__WORK TO BE COMPLETED__
Change "one point per instance" to "a single point for each instance" in the lines from the one containing "of the dormer" through the one containing "[[1071, 701], [536, 682]]", and return only those lines, with nothing else altered.

(Collection entries)
+ + + + +

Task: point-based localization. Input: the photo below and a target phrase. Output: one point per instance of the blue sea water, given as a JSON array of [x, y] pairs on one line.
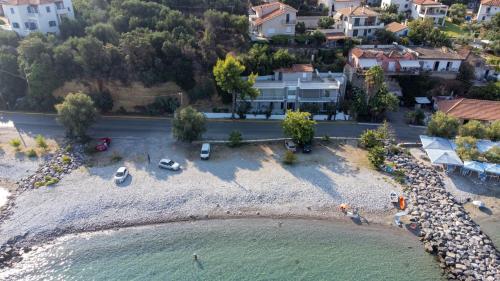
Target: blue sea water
[[239, 249]]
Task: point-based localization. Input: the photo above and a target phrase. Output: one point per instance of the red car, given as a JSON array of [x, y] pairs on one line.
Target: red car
[[103, 144]]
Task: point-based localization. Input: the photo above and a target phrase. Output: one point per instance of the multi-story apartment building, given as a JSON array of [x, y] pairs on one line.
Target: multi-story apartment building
[[335, 5], [26, 16], [403, 5], [359, 21], [424, 9], [400, 60], [487, 10], [291, 88], [272, 19]]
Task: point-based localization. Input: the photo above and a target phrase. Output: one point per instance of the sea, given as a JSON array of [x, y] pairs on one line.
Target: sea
[[232, 249]]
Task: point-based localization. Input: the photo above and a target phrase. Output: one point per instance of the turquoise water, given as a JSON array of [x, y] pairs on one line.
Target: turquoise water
[[250, 249]]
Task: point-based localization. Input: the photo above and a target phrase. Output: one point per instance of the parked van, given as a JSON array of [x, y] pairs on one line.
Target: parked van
[[205, 151]]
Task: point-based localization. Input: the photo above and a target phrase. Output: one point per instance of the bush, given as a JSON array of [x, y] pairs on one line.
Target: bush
[[235, 139], [290, 158], [370, 139], [16, 143], [473, 129], [40, 142], [31, 153], [376, 156]]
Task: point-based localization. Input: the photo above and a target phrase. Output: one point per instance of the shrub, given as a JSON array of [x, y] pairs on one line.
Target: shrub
[[290, 158], [235, 139], [66, 159], [376, 156], [31, 153], [473, 129], [40, 142], [370, 139], [16, 143]]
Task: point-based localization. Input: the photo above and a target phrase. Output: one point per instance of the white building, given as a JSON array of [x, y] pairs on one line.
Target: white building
[[272, 19], [424, 9], [291, 88], [403, 5], [487, 10], [359, 21], [335, 5], [26, 16]]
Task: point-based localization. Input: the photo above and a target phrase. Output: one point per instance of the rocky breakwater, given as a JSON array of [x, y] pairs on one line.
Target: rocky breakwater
[[446, 229], [50, 172]]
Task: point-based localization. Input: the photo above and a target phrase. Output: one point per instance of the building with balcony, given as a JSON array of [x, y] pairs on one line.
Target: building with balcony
[[335, 5], [272, 19], [358, 21], [487, 10], [400, 60], [424, 9], [291, 88], [27, 16]]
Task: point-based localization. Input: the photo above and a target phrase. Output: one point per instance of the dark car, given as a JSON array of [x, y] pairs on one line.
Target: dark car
[[307, 148]]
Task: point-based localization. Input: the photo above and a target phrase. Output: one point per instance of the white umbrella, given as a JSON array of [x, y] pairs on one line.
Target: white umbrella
[[474, 166]]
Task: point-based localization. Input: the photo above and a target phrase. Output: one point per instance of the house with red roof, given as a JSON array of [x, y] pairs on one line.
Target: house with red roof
[[487, 10], [272, 19]]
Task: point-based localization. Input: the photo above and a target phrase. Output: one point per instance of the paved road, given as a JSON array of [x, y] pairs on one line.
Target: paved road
[[34, 124]]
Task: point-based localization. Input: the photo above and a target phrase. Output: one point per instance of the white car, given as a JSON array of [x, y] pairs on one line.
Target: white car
[[205, 151], [121, 174], [169, 165]]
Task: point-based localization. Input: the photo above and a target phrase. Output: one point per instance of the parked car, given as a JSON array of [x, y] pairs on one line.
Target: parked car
[[103, 144], [169, 165], [121, 174], [307, 148], [290, 146], [205, 151]]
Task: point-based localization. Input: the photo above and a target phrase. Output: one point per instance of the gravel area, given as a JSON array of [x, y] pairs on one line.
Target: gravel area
[[249, 181]]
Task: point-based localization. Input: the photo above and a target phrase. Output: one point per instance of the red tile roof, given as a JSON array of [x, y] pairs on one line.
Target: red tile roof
[[490, 2], [471, 109]]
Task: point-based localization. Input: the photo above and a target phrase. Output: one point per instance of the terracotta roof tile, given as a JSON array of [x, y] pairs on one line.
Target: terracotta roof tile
[[471, 109]]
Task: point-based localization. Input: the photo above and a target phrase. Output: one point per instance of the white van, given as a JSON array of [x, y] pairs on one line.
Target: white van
[[205, 151]]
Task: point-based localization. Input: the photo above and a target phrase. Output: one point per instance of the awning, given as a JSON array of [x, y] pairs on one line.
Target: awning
[[474, 166], [422, 100], [367, 63], [409, 64]]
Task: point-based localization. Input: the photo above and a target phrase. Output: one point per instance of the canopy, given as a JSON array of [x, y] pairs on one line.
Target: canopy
[[474, 166], [435, 143], [367, 63], [409, 63], [492, 168], [447, 157]]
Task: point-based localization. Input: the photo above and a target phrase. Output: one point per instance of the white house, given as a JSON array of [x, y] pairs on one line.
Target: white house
[[272, 19], [487, 10], [423, 9], [403, 5], [358, 21], [335, 5], [291, 88], [26, 16]]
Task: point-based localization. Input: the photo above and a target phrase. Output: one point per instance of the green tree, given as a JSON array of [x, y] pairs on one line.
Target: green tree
[[227, 74], [374, 79], [442, 125], [473, 129], [76, 113], [325, 22], [299, 126], [188, 124], [457, 13]]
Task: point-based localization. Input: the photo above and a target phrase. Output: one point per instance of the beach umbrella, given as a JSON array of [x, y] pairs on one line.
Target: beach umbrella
[[492, 168], [474, 166]]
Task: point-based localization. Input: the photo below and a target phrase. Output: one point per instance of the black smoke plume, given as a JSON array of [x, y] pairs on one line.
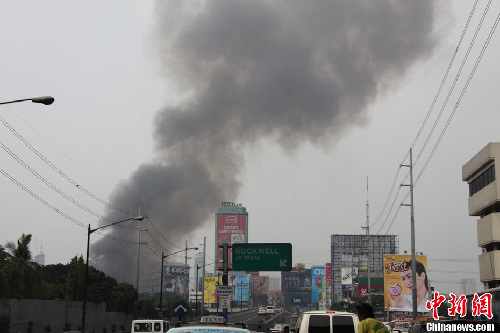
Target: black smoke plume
[[284, 71]]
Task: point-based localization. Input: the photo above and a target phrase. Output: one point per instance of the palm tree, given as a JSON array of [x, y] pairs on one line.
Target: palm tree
[[20, 256]]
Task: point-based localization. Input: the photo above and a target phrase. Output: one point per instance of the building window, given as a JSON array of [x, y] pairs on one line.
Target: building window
[[481, 181]]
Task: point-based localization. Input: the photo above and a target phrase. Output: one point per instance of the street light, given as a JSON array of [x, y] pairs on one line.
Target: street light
[[90, 231], [47, 100], [161, 272]]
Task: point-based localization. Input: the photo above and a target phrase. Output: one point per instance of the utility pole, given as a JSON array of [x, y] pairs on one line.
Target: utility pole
[[368, 243], [412, 227], [186, 288], [203, 276]]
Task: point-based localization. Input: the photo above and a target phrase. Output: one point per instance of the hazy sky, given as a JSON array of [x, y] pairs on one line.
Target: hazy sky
[[286, 108]]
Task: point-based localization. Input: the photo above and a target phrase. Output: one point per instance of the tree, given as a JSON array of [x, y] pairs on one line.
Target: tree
[[4, 324], [24, 275]]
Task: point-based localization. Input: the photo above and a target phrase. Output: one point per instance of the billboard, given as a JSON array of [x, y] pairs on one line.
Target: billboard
[[174, 277], [329, 273], [348, 274], [296, 281], [260, 284], [241, 286], [318, 282], [230, 229], [398, 282], [209, 288]]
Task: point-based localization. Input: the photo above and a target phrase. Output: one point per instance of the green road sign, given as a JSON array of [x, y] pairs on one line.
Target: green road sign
[[262, 257]]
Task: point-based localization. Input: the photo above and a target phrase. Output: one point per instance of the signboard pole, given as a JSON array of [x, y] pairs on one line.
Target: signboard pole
[[225, 270]]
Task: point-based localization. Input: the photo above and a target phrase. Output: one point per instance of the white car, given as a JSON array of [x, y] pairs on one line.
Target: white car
[[208, 329]]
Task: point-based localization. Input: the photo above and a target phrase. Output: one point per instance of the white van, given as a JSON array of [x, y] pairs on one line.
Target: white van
[[328, 322], [150, 325]]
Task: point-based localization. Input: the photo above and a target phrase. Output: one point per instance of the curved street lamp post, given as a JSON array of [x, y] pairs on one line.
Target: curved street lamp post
[[89, 232], [161, 272], [47, 100]]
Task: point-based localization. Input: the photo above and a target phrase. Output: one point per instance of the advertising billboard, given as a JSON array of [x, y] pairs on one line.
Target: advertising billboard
[[241, 286], [209, 288], [348, 274], [328, 273], [398, 282], [230, 229], [174, 277], [295, 281], [260, 285], [318, 282]]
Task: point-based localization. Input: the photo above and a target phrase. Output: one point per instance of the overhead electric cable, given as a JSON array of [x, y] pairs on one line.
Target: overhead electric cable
[[60, 172]]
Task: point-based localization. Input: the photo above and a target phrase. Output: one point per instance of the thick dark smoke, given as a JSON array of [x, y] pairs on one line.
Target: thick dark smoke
[[284, 71]]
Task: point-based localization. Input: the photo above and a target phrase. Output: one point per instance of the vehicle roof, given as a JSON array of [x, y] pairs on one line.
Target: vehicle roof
[[330, 312], [208, 328]]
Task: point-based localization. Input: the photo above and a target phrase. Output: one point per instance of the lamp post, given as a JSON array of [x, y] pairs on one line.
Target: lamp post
[[89, 232], [161, 272], [47, 100], [196, 290]]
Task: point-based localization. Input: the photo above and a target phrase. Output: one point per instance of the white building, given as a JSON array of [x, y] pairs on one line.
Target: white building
[[484, 202]]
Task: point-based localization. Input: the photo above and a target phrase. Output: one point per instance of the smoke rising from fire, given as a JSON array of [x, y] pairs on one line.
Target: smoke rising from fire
[[284, 71]]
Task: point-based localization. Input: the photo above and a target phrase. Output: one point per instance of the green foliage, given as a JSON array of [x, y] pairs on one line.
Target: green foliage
[[20, 277], [29, 328], [67, 327], [4, 324]]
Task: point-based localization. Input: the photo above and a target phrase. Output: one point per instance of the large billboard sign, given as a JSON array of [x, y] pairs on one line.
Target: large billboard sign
[[260, 285], [230, 229], [209, 290], [262, 257], [296, 281], [318, 282], [398, 282], [349, 275], [241, 286], [329, 273], [174, 277]]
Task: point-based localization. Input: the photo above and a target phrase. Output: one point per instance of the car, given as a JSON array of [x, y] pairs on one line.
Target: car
[[208, 329], [150, 325], [440, 326], [277, 328], [328, 321]]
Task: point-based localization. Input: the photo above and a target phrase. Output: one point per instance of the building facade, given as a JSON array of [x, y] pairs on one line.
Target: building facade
[[354, 253], [484, 202]]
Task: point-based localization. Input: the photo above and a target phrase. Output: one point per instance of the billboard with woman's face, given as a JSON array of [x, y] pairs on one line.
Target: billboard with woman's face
[[398, 284]]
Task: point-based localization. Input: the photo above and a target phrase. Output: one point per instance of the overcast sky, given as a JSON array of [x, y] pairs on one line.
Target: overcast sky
[[288, 109]]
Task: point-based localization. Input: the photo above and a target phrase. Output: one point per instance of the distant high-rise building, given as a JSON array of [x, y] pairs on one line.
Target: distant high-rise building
[[480, 173], [274, 283], [197, 273], [467, 286]]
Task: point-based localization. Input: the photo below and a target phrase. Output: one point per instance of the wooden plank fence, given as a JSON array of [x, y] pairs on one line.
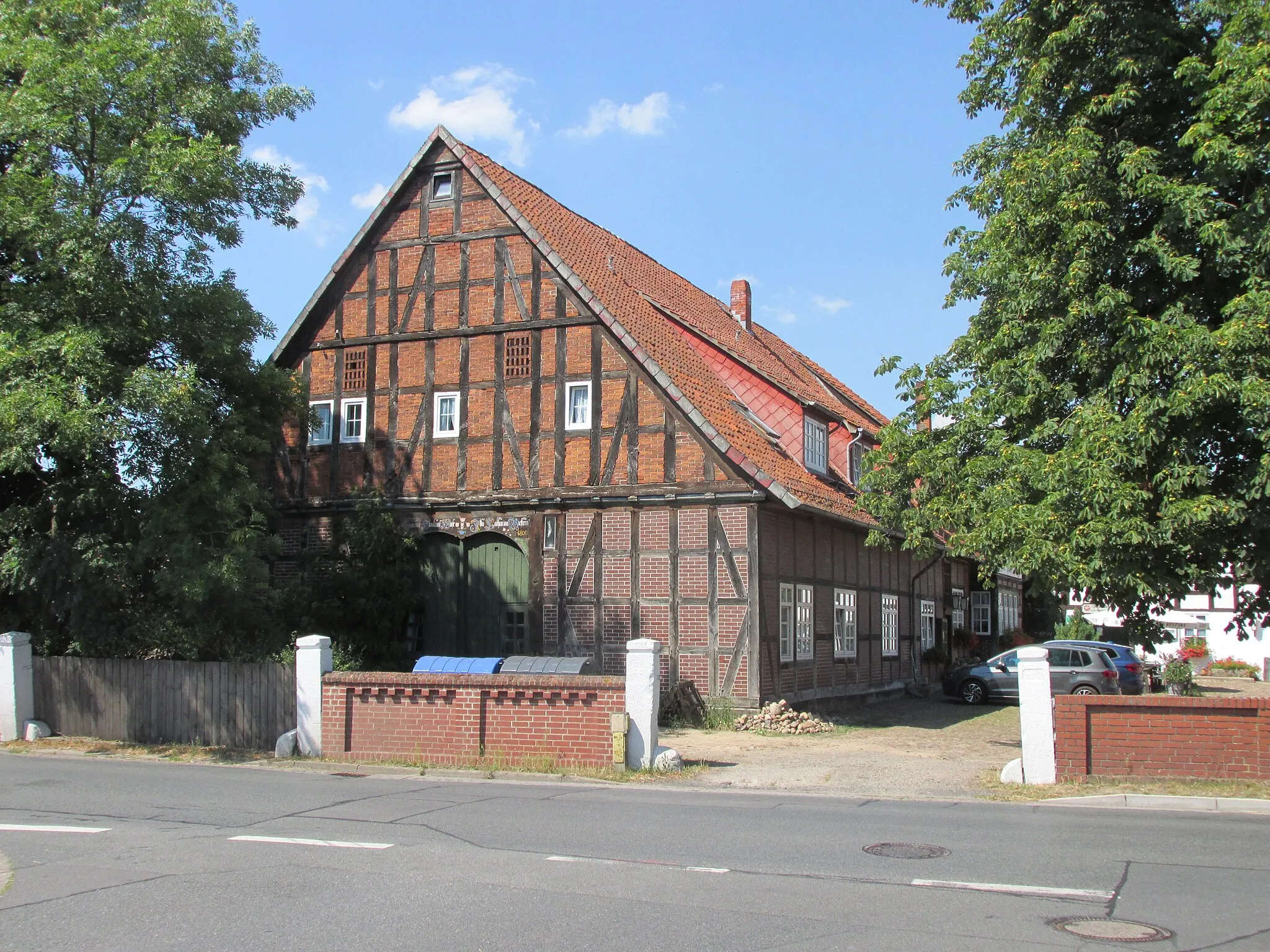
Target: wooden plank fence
[[219, 703]]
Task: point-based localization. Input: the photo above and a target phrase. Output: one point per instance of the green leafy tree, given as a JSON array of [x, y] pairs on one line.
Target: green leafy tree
[[1109, 410], [131, 518], [1076, 628]]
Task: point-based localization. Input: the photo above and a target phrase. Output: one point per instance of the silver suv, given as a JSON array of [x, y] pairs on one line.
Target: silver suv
[[1072, 671]]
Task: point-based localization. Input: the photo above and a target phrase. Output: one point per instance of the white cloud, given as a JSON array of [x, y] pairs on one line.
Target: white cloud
[[473, 103], [831, 305], [370, 197], [306, 211], [780, 314], [647, 117]]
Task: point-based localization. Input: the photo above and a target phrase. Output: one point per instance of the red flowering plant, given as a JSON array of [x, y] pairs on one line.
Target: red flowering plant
[[1193, 648]]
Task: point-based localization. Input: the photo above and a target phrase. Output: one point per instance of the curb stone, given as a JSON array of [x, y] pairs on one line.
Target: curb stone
[[1156, 801]]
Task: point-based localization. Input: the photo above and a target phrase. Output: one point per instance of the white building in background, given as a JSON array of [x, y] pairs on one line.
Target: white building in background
[[1199, 615]]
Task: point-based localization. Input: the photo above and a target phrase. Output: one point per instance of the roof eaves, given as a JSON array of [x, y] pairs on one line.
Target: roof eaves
[[384, 203], [592, 301]]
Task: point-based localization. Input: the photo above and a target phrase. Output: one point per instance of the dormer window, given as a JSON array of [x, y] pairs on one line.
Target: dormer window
[[815, 446]]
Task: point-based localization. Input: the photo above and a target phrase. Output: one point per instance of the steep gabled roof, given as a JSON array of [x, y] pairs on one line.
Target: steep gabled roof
[[631, 294]]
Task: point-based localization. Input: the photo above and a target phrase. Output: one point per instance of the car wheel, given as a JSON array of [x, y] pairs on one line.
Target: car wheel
[[974, 692]]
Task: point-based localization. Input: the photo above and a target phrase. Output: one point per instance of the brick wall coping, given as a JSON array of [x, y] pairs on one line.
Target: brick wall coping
[[1071, 701], [536, 682]]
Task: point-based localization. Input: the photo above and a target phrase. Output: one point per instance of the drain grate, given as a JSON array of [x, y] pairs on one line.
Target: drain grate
[[1112, 930], [908, 851]]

+ + + + +

__ANSWER TO THIS EXERCISE__
Task: point-based localization. Input: the photo above and a target phrase. Output: a single point for each instance of the dormer window, given as a JSON array of [x, y] pairs on one line.
Target: dormer window
[[815, 446]]
Task: point-based localization. Input: the photo above and a target phrase. Output: a single point for each instance of the steep gabled roof, given as a JSON array of [x, y] pairs on one line.
Target: steep gabled roof
[[631, 294]]
Task: point-based localization. Input: the photo above and a target phrase. Output: a single point for each instance of the car wheel, given as a JSON array of [x, y] pairs on one line.
Target: car wheel
[[974, 692]]
Task: point-based localization. Input: the photo above and a target phrase. Output: a single point for each instance of the brick wall coping, given as a JSON array of [x, y] pairs on one line.
Target: brick wall coping
[[1071, 701], [536, 682]]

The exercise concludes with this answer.